+++ PASSAGE PROVIDED
From Mother Jones and the Center for Public Integrity, a guide for communities looking to complain to the EPA about environmental discrimination. The process has been difficult, even inscrutable, for decades.
From Anthropocene, new research has found a tantalizing path forward for meatless foods. Fermentation of onions with a particular fungus, Polyporus umbellatus, created a scent similar to sausage. It was liver sausage, but still…
From the Times, how a bottled-water lobbyist has worked to scuttle a Maine bill that would limit the length of contracts the industry can make with Maine towns. The article does a deep dive on the issue of big water companies extracting vast amounts of groundwater and shipping it around the world.
From Inside Climate News, a glimpse into the secret toxic stew used in fracking. Over a decade, frackers in Pennsylvania injected 160 million pounds of chemicals into their wells to facilitate the extraction of hydrocarbons. Part of the stew includes PFAS “forever” chemicals, but we don’t know how much, because these companies’ recipes are protected by laws passed by PA legislators collecting oil and gas lobbying funds. Colorado, though, has banned PFAS in fracking and forced the companies to disclose the chemicals they use. If you want to dig deep into the nightmare of fracking chemicals, start with the good folks at FracFocus, and see what fracking wells in your state might contain.
And finally, apropos of nothing, for the handful of you who might want to geek out on some Antarctic weirdness, a world very few people know much about… Check out a thorough and well-written blog post from Brr all about the electrical infrastructure at the U.S. South Pole station. I’m biased toward all things Antarctic, but it’s fascinating. If you’re looking for a story about sustainable renewable energy, though, you won’t find it here. This is fossil fuel use on the Moon.
Very well said - thank you. Though, as an unapologetic NIMBY, I have to confess that I hope that the "right" thing to do happens somewhere over the horizon. I have a particular concern about densification - I understand it has to happen but all those people stuffed into tiny homes with neighbours within arms' reach and no garden to tend or invite birds and insects and wildflowers into are not going to become the army of environmentalists the world needs. Most of them will become desensitized to the natural world and biodiversity as they stare at their four walls and televisions.
So really we should decide which species we should bother to protect or not, which of the cuter species will be relegated to children’s pajama prints. Maybe some of the kids will ask what happened to that species? Well, sadly kiddo, we need to keep the lights on and the computers and tv running, we all need our personal transport and our out-of-season diets, because humans, we are the most important life on this planet because some story from a couple of thousand years ago told us so and because the other possible stories that might have told us to live as a part of nature and not apart from it were the stories told by savages that decided that they belonged to the land and not the land belonged to them.
Because we believe that keeping that ol’ GDP ticking upwards is a good thing, even though it’s only an experiment that started last century and even though every war is good for GDP and every school shooting is good for GDP but sharing home baked goods across your back fence to your neighbour who you love despite their idealogical differences doesn’t do shit for GDP.
Our response to climate change is to basically pave paradise and put up solar panels and wind farms, all of which are not a solution but a continuation of the fossil fuel industry. If we were serious, where are all battery powered mining vehicles and all the roads built from non-fossil fuels sources, built with battery powered equipment. No, it’s not happening.
Why is the response never to question our energy use, our political systems, our economic system (so detached from reality). Why is Degrowth never an option? Live simpler, more local lives.
I’m in the wrong place here, sorry Jason, I did like your writing but like I said I’m obviously in the wrong place here.
++++++
TO DO →
(A) According to the passage, how many pounds of chemicals did frackers in Pennsylvania inject into their wells over a decade?
(B) Rewrite the stretch of the passage from "Very well said" through "walls and televisions.", changing "densification" to "urban infill".
The data are separate material, apart from the passage.
+++ ENTRIES SUPPLIED
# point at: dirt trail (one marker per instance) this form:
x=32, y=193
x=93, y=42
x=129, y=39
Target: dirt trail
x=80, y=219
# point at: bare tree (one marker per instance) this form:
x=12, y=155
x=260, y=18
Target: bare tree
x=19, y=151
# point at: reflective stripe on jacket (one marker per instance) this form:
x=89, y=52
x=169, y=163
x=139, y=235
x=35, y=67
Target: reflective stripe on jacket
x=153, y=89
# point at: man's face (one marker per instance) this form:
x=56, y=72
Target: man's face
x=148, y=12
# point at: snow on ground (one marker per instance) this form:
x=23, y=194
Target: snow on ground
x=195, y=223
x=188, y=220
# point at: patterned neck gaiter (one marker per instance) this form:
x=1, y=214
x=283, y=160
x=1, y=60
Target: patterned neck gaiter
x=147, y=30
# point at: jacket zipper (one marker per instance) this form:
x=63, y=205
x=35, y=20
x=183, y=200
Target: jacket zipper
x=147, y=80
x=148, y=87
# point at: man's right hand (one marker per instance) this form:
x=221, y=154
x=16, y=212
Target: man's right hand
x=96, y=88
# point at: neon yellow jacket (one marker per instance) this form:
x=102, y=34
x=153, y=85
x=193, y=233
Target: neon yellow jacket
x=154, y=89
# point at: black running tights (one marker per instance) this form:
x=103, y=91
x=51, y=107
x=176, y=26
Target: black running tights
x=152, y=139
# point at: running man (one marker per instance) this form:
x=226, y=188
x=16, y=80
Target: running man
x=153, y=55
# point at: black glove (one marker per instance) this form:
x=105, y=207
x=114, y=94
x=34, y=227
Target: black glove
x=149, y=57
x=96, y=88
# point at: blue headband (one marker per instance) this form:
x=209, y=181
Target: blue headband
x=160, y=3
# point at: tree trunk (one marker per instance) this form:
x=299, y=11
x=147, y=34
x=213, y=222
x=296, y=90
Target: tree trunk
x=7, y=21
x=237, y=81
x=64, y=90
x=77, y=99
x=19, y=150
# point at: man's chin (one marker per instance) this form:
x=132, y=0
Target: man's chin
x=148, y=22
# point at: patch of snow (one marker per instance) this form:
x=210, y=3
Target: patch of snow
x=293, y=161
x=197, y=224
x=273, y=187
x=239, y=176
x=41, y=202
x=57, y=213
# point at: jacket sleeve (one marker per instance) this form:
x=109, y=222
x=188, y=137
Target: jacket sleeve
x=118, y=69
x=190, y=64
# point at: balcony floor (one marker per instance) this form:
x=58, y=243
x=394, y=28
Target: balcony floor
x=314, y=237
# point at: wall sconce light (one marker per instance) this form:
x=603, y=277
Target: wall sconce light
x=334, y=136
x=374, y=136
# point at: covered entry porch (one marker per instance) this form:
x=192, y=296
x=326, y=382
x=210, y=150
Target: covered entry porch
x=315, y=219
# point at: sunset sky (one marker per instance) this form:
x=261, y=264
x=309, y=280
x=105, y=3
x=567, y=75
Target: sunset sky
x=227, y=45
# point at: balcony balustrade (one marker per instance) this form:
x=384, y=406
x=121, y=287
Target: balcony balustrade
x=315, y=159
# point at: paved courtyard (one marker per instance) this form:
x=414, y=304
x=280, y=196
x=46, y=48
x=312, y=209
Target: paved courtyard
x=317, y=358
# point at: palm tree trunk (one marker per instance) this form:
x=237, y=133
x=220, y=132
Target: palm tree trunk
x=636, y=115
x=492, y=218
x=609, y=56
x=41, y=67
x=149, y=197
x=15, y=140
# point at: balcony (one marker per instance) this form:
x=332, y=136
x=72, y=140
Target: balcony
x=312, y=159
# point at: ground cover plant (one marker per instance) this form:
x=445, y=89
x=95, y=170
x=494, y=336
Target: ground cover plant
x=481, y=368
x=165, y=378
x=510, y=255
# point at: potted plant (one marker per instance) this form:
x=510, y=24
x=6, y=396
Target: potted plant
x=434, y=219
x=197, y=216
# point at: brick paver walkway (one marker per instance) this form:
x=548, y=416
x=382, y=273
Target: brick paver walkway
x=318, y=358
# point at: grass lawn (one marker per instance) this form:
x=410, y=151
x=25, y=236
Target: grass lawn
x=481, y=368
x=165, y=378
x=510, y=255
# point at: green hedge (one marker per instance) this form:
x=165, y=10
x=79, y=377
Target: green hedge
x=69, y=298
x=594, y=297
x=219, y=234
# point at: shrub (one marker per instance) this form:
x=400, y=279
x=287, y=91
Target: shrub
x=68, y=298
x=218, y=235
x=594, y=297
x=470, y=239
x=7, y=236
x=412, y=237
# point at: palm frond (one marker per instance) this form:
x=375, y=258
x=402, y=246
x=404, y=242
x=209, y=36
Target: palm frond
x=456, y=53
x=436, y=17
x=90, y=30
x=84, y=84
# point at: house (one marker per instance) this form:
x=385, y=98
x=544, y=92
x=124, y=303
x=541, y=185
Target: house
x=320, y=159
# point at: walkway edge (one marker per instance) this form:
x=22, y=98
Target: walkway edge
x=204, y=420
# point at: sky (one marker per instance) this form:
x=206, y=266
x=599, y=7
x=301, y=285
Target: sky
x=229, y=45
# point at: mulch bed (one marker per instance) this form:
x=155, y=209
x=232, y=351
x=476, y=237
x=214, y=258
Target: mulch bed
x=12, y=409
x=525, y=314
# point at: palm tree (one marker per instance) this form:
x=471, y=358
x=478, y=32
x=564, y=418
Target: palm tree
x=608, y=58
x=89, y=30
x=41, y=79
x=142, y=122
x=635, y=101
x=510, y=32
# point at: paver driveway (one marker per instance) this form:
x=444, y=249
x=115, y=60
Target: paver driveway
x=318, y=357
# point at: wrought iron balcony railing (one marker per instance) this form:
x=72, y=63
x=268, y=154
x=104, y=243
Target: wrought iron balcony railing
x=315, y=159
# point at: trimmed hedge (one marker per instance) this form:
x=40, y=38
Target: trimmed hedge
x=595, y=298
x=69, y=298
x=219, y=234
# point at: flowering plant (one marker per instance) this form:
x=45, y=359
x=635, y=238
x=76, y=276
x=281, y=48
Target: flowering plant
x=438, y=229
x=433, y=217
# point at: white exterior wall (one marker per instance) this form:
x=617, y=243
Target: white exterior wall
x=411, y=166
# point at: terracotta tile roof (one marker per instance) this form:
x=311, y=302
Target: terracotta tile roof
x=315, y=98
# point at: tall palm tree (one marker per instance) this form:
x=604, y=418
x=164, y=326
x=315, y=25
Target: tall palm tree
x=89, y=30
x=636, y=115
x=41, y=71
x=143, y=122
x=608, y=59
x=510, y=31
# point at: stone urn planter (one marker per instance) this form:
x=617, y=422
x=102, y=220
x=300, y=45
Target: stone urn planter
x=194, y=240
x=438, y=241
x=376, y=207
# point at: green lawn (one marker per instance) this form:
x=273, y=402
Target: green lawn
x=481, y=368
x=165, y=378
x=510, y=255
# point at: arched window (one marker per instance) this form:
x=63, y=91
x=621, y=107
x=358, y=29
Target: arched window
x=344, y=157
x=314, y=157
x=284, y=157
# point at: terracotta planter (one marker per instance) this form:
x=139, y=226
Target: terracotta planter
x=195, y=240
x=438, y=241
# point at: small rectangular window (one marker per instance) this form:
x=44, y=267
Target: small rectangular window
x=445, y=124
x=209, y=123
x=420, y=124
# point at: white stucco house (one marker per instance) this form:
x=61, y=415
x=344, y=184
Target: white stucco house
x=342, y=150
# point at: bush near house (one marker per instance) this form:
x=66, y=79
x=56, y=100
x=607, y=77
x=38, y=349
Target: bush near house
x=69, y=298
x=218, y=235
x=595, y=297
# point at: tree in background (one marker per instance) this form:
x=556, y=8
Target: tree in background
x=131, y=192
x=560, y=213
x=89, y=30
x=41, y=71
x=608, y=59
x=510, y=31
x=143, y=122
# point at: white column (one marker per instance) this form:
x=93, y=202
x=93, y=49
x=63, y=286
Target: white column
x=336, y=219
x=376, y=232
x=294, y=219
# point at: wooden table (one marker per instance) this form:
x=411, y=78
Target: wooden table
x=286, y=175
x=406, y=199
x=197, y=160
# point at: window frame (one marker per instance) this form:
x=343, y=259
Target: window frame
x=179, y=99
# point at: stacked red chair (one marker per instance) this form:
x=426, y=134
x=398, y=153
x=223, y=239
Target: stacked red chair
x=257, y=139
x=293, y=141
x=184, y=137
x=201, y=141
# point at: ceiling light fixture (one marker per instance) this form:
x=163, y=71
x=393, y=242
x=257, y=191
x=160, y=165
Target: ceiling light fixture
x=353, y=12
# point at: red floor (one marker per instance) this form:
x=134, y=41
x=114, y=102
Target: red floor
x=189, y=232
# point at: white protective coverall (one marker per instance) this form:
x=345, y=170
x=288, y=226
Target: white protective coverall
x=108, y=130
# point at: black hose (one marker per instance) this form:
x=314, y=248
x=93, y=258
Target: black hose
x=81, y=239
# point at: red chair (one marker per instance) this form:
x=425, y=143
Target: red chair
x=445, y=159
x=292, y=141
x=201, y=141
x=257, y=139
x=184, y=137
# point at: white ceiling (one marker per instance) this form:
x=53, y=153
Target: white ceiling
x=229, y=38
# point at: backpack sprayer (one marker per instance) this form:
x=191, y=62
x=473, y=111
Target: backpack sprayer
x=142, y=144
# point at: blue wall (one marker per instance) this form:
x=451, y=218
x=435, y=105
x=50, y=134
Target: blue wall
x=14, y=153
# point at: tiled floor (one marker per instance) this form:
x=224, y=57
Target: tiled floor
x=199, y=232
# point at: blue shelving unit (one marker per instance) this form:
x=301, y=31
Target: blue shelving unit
++++++
SOLUTIONS FOR EACH TASK →
(A) 160 million pounds.

(B)
Very well said - thank you. Though, as an unapologetic NIMBY, I have to confess that I hope that the "right" thing to do happens somewhere over the horizon. I have a particular concern about urban infill - I understand it has to happen but all those people stuffed into tiny homes with neighbours within arms' reach and no garden to tend or invite birds and insects and wildflowers into are not going to become the army of environmentalists the world needs. Most of them will become desensitized to the natural world and biodiversity as they stare at their four walls and televisions.